## ACTIVITY A
Translate this sentence from the profile of Jim Kim into Spanish: "Starting in Haiti and Peru, it now extends to much of the developing world."
## ACTIVITY B
Turn the paragraph of the profile of Jim Kim that begins "He first came to attention in 1987" into a short bulleted list that keeps its main facts.

## SELECTED EXTRACT
= = = =

In fact, Jim Kim is an inspired choice, says Heather Hulbert in The Guardian. His stints at the UN World Health Organisation (WHO) showed he's "an innovator capable of reinventing the bank's global role in finance", who "sees the world from a perspective beyond Washington".
That should appeal to developing countries urging change. "Kim is an advocate, a development professional and a Generation X-er who spent his earliest years in a war-torn developing country." What better profile could a 21st-century World Bank president have?
Kim was born in Seoul 1959, where he lived until the age of five, before moving to Muscatine, Iowa. His dentist father taught at Iowa University; his mother was a Confucian scholar. Kim was a model student who studied at Harvard Medical School.
He first came to attention in 1987, when he co-founded Partners in Health a radical project to get treatment for TB and Aids into poor communities. Starting in Haiti and Peru, it now extends to much of the developing world. Appointed director of the HIV/AIDS programme at the WHO in 2004, Kim was the driving force behind the ambitious "three by five" programme, battling UN bureaucracy to get lifesaving drugs to millions, says Forbes.
He is "a shake-'em-up kind of interloper". "It wasn't so much his medical background that appealed to us, but rather what he has done with it," a Dartmouth trustee told The Wall Street Journal in 2009. "He has used his intellectual inquiry to tackle some of the most complex, vexing problems in the world." Seen through that prism, concludes Andrew Trotman in The Daily Telegraph, Kim sounds a good bet.

= = = =

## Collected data

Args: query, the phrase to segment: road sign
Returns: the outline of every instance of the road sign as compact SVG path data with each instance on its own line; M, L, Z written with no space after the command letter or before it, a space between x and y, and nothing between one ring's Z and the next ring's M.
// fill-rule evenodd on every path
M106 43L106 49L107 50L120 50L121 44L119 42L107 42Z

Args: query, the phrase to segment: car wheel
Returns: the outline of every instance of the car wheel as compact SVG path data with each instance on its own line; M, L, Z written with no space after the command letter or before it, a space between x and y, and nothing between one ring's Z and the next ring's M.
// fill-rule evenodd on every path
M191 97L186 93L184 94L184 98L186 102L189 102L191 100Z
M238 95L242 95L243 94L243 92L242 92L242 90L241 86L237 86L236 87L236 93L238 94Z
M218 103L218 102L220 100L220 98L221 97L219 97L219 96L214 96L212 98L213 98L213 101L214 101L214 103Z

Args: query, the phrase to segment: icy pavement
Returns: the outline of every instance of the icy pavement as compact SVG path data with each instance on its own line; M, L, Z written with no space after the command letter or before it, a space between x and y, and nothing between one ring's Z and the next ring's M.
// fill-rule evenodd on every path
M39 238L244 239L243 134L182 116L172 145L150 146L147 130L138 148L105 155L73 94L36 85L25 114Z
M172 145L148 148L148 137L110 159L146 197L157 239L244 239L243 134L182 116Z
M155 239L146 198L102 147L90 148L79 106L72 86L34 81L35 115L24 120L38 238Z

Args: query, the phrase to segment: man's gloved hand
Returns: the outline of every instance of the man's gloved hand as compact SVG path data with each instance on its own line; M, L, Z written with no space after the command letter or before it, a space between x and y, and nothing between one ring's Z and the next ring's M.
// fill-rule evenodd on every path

= = = =

## WRITTEN RESPONSE A
Tras comenzar en Haití y Perú, hoy se extiende a gran parte del mundo en desarrollo.

## WRITTEN RESPONSE B
- In 1987 Kim co-founded Partners in Health, a radical project to bring TB and AIDS treatment to poor communities.
- The project started in Haiti and Peru and now reaches much of the developing world.
- In 2004 he was appointed director of the HIV/AIDS program at the WHO.
- According to Forbes, he drove the "three by five" program there, fighting UN bureaucracy to get lifesaving drugs to millions.